### Kısa görev A
Kayıtlarda "Where can the dark" ifadesini içeren satırla başlayıp kayıtların sonuna kadar süren satırları, iki uç da dahil olmak üzere hiç değiştirmeden geri ver.

### Belge bölümü
⁂
Tahiri Abi ile ilk defa Ankara’da tanıştım. Benim kaldığım dershane Bahçelievler’de merkezi bir dershane idi, Anadolu’dan gelen her Nur talebesi mutlaka uğrardı o nedenle. Tahiri Ağabey’de her Ankara’ya gelişinde mutlaka uğrardı. Bayram ağabeyin yanına da uğrardı, 27 ye giderdi biz de oraya giderdik orada görüşürdük. Bayram Abiyi görmek için de giderdik. Tanışmamız böyle olmuştu yani sıradan bir Nur talebesi gibi bir tanışmaydı bu.

Kendisini çok severdik o nedenle hal ve hareketlerini takip ederdik, yanında birçok defa namaz kıldık, namaza başlamadan önce bize bakardı ceketsiz olduğumuzu görse ceket giymemizi isterdi, bir defasında beni de bu konuda ikaz etmişti. Ben gömlekli namaza durmuştum, beni öyle görünce “Git ceketini giy gel” dedi bana, ben de gittim giydim geldim öyle namaz kıldık. 1974’ün sonlarına doğru hacca gitmişlerdi uğurlamıştık.

“Vefatından önce, Tahiri Ağabey’i son ziyaretim”

Ben askerliğimi İstanbul Tuzla’da yaptım. Yedek subay olarak yaptım, o nedenle zaman zaman uğruyorduk. Tahiri Abiyi, Abdullah Abiyi ziyaret ediyorduk, derslerini dinliyorduk. Acemilik dönemimde Pendik’te hafta içi kışlada, hafta sonları dershanedeydik. Dört ay sürekli görüşme fırsatımız oldu.  Kura çektiğimizde bana Hakkari çıkmıştı, İl Jandarma Komutanlığına. Bilal isminde bir arkadaş vardı ona da Samsun çıkmıştı. Gitmeden önce en son bir ziyaret edelim dedik.
⁂
### Kayıtlı bilgiler
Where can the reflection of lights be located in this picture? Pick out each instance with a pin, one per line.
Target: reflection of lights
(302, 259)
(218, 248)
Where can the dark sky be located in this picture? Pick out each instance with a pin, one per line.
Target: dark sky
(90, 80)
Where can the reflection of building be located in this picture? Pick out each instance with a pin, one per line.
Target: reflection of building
⁂
### Kısa görev B
Metindeki "Kendisini çok severdik" diye başlayan paragrafı ana bilgilerini koruyarak daha kısa biçimde yeniden yaz.

### Doğru çıktı A
Where can the dark sky be located in this picture? Pick out each instance with a pin, one per line.
Target: dark sky
(90, 80)
Where can the reflection of building be located in this picture? Pick out each instance with a pin, one per line.
Target: reflection of building

### Doğru çıktı B
Tahiri Ağabey'i çok sevdikleri için hal ve hareketlerini takip ederlerdi ve onunla birçok kez namaz kıldılar. Namazdan önce etrafına bakar, ceketsiz olanlardan ceket giymelerini isterdi. Bir keresinde gömlekle namaza duran anlatıcıya "Git ceketini giy gel" dedi, anlatıcı da ceketini giyip geldi. 1974'ün sonlarına doğru hacca gittiğinde onu uğurladılar.